*Brief*
Print everything in the records exactly. Leave the pictures out.

*Task data*
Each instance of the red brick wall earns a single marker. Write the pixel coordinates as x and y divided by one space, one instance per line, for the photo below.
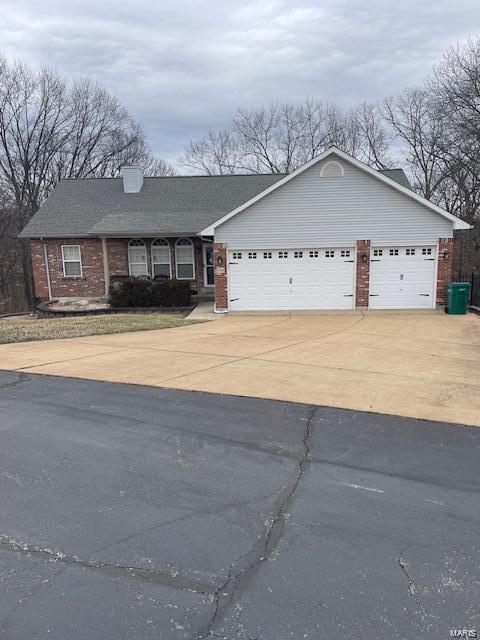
363 273
445 266
117 249
221 276
117 256
90 284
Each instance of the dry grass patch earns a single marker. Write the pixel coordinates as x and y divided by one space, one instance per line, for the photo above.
24 329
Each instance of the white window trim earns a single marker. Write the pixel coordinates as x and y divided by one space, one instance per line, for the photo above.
169 257
192 263
130 263
79 260
322 170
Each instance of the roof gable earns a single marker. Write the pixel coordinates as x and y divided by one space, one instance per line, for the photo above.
166 205
333 151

*Result of the exercise*
Each instance of the red brick wall earns a single marker. Write the pixel coordinates as x and y divided by one space, one instance per line, for the photo below.
363 273
445 266
117 249
221 276
117 256
90 284
Each instance of the dry grass patch earns a single marker. Write the pixel coordinates as x and y divided by one space, one instance per line, for the photo above.
24 329
Each instance of the white window trim earns a single marker. Write the pixel coordinates as x and y divided by one space, one instance per line, for the photo above.
169 257
192 263
130 263
79 260
322 170
Each instance of the roof gable earns a single marker. Write the pixel coordinates as x and y divided by one space, one instance per line, for the photo above.
166 205
333 151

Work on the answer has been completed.